Prompt: In the listing below, find the line containing "box: [0, 191, 35, 251]" and the line containing "positive clicks: (33, 167)". Repeat exactly those two lines and every line between them.

-=-=-=-=-

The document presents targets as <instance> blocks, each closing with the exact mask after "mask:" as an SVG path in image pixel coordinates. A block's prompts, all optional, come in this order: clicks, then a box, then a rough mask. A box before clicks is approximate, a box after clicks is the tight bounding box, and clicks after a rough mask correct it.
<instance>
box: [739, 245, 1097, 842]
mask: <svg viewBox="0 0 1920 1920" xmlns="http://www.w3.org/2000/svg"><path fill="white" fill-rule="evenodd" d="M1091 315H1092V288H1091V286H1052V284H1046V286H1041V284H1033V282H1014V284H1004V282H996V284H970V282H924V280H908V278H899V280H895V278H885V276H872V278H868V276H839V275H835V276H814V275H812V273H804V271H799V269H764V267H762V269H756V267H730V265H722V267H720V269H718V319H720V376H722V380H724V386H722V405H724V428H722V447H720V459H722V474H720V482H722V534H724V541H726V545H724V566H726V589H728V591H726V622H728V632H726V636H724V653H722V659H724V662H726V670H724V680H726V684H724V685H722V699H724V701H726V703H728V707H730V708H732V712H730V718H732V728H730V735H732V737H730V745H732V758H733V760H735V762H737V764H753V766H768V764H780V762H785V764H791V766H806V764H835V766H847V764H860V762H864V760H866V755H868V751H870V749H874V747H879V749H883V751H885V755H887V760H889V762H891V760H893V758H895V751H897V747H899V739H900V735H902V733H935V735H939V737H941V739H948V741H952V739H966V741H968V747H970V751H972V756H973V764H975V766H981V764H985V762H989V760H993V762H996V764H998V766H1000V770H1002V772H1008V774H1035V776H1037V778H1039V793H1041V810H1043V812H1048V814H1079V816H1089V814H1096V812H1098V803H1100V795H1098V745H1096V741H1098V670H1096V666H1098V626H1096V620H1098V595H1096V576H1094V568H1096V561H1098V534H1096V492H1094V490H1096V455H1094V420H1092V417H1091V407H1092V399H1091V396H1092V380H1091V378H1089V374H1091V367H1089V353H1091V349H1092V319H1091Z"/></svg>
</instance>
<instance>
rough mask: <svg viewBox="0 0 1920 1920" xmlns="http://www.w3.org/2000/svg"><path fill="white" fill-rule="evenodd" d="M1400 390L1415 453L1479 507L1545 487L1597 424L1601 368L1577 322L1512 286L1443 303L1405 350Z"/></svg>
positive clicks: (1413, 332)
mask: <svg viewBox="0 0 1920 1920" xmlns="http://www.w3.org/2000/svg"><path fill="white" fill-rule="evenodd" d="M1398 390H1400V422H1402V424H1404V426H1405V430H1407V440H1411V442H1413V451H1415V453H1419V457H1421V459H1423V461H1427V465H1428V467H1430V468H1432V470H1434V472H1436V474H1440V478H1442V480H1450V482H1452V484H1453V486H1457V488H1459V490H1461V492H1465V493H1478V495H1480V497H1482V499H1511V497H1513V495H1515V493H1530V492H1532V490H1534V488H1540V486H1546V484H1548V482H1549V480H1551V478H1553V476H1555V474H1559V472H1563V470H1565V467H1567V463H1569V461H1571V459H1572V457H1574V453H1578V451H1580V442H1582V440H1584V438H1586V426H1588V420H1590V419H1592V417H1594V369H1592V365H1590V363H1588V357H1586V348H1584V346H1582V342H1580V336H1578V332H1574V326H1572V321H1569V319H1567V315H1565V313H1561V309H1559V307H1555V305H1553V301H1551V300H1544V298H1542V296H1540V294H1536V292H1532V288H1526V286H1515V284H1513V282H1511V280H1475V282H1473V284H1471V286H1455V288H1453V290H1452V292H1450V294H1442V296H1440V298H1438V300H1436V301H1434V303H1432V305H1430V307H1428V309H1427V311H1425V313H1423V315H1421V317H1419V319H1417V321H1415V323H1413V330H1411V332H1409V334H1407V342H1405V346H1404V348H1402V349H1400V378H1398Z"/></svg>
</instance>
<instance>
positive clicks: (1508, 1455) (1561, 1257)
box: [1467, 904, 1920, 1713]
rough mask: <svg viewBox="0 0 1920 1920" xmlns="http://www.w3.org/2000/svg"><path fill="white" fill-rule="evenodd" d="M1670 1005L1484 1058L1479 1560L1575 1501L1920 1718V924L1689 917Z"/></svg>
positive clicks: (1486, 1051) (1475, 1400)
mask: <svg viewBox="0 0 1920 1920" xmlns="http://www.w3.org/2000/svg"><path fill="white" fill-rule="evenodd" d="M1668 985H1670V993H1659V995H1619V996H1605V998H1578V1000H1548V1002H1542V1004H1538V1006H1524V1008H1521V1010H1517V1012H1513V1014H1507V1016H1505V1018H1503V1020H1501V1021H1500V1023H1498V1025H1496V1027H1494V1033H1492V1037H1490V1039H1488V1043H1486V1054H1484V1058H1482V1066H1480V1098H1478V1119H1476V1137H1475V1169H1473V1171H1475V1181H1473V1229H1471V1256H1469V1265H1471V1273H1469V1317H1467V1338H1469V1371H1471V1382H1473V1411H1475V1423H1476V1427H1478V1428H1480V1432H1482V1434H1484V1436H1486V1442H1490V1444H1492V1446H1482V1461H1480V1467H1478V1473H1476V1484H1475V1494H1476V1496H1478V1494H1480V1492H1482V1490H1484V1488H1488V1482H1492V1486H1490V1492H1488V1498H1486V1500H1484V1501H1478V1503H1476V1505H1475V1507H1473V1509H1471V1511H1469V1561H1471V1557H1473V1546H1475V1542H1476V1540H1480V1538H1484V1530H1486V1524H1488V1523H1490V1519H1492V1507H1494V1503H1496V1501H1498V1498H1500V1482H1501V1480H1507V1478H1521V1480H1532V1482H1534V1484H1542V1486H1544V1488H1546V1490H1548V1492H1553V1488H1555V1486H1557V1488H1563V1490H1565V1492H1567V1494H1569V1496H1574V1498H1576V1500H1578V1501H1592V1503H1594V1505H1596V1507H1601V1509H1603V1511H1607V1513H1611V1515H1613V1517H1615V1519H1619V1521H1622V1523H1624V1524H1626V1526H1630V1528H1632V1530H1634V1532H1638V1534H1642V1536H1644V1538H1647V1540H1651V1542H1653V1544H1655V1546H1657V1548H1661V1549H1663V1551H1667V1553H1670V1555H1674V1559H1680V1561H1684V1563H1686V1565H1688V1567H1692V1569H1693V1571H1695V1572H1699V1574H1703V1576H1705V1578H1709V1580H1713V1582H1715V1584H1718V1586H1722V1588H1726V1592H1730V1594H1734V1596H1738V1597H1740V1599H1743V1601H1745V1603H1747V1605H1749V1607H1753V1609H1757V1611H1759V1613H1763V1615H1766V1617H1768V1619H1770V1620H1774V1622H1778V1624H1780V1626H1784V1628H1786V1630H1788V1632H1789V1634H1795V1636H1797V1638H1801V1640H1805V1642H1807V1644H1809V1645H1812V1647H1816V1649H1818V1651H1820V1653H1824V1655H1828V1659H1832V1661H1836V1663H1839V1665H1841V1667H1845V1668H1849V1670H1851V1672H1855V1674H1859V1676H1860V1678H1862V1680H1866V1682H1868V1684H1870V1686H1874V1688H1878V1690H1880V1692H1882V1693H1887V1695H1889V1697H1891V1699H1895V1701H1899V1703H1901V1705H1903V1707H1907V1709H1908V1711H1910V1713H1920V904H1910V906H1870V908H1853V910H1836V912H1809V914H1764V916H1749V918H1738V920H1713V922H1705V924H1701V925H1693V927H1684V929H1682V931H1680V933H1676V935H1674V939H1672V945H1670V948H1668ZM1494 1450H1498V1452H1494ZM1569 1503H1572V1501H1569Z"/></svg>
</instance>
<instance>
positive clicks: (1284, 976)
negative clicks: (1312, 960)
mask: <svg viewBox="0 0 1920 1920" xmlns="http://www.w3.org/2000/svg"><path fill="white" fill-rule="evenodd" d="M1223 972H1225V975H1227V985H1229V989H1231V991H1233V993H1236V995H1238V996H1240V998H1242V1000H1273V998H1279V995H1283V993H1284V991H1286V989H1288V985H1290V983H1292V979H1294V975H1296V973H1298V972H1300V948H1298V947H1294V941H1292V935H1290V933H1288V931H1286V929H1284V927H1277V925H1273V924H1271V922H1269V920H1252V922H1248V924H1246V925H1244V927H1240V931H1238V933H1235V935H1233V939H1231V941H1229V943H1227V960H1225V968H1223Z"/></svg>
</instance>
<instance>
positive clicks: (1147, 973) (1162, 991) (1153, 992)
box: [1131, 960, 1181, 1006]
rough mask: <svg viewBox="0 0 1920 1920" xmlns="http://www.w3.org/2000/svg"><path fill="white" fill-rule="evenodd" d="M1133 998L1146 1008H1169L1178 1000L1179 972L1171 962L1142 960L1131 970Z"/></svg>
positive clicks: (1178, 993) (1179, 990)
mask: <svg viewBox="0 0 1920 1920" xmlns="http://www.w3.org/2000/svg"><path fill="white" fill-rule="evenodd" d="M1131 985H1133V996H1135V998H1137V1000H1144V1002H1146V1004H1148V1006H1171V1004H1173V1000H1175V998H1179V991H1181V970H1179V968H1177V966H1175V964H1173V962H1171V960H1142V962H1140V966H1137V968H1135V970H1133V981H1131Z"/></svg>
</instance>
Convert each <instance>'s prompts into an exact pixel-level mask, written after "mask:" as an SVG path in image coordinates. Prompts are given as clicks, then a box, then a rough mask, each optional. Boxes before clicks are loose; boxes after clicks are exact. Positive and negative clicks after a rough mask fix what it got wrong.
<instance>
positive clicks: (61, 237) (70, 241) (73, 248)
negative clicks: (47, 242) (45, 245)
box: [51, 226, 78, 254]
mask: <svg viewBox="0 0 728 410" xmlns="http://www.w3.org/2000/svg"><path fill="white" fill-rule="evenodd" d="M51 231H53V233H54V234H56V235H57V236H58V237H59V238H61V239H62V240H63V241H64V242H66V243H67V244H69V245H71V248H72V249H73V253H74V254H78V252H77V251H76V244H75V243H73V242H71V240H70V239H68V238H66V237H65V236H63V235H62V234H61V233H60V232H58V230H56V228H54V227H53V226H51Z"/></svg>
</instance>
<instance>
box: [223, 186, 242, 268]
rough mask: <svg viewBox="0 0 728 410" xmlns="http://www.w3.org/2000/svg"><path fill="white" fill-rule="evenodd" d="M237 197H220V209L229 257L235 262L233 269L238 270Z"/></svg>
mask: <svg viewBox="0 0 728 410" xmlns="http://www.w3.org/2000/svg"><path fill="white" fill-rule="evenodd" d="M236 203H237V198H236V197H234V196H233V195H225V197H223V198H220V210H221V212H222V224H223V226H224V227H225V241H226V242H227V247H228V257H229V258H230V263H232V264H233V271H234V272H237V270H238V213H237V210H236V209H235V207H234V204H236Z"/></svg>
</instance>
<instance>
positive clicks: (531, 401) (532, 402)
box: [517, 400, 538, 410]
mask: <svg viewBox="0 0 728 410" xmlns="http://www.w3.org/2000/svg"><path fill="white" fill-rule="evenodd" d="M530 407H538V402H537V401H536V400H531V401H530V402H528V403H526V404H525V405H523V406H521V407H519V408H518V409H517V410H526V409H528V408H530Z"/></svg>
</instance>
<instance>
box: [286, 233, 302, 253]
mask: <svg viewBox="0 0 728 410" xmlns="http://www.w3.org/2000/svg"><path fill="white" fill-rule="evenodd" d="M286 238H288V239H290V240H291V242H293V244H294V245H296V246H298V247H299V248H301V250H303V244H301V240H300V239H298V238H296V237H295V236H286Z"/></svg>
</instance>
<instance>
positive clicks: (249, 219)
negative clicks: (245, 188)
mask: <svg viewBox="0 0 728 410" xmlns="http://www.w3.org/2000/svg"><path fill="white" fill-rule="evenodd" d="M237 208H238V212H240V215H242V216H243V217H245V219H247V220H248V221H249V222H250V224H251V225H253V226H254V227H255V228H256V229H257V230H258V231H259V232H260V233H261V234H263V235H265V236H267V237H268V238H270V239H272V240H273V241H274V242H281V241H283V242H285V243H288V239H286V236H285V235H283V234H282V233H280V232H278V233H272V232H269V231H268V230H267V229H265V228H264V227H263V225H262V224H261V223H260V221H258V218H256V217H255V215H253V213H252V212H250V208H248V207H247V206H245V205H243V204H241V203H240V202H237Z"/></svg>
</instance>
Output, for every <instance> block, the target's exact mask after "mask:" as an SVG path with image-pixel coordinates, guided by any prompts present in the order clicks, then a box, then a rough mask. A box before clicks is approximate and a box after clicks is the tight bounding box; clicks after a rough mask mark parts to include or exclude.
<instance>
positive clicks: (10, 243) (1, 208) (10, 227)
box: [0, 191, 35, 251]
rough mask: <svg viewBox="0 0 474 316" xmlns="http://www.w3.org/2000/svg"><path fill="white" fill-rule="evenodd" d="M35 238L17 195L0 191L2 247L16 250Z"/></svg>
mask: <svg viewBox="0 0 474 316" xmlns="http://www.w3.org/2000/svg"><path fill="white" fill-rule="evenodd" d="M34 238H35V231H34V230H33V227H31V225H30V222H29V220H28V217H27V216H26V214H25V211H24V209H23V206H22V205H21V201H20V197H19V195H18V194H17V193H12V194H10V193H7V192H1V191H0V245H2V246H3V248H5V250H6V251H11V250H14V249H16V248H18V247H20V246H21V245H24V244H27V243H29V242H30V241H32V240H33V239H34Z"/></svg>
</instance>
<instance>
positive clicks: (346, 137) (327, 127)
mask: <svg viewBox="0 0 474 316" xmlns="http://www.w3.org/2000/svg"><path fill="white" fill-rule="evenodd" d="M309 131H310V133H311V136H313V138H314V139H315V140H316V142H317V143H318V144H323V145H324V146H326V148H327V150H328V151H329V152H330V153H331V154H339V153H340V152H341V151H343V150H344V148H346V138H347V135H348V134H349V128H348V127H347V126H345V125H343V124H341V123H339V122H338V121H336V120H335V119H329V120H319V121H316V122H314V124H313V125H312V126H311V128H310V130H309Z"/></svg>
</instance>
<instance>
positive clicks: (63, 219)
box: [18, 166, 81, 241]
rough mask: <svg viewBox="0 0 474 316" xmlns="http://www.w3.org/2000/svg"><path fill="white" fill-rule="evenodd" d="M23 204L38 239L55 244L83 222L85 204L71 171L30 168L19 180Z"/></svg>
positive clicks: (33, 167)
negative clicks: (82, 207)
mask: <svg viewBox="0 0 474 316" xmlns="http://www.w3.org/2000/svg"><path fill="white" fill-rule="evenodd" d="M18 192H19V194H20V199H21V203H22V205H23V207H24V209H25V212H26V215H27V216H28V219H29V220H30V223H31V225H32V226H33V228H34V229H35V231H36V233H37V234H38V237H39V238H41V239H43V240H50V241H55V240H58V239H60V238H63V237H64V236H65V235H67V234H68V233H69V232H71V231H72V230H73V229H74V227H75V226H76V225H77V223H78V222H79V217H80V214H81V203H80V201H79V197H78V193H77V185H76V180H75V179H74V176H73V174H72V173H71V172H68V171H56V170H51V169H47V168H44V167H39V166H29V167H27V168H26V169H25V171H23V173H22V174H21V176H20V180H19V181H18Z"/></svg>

-=-=-=-=-

Response:
box: [0, 191, 35, 251]
rough mask: <svg viewBox="0 0 474 316" xmlns="http://www.w3.org/2000/svg"><path fill="white" fill-rule="evenodd" d="M35 238L17 195L0 191L2 247L16 250Z"/></svg>
mask: <svg viewBox="0 0 474 316" xmlns="http://www.w3.org/2000/svg"><path fill="white" fill-rule="evenodd" d="M34 238H35V231H34V230H33V227H31V225H30V222H29V220H28V217H27V216H26V214H25V211H24V209H23V206H22V205H21V201H20V197H19V195H18V194H17V193H12V194H10V193H7V192H1V191H0V245H2V246H3V248H5V250H6V251H11V250H14V249H16V248H18V247H20V246H21V245H24V244H27V243H29V242H30V241H32V240H33V239H34Z"/></svg>
</instance>
<instance>
positive clicks: (346, 137) (327, 127)
mask: <svg viewBox="0 0 474 316" xmlns="http://www.w3.org/2000/svg"><path fill="white" fill-rule="evenodd" d="M309 131H310V133H311V136H313V138H314V139H315V140H316V142H317V143H318V144H323V145H324V146H326V148H327V150H328V151H329V152H330V153H331V154H339V153H340V152H341V151H343V150H344V148H346V138H347V135H348V134H349V128H348V127H347V126H345V125H343V124H341V123H339V122H338V121H336V120H335V119H329V120H319V121H316V122H314V124H313V125H312V126H311V128H310V130H309Z"/></svg>
</instance>
<instance>
positive clicks: (63, 219)
box: [18, 166, 81, 241]
rough mask: <svg viewBox="0 0 474 316" xmlns="http://www.w3.org/2000/svg"><path fill="white" fill-rule="evenodd" d="M23 204L38 239L55 244L83 222L85 204L71 171L30 168L19 180Z"/></svg>
positive clicks: (33, 167)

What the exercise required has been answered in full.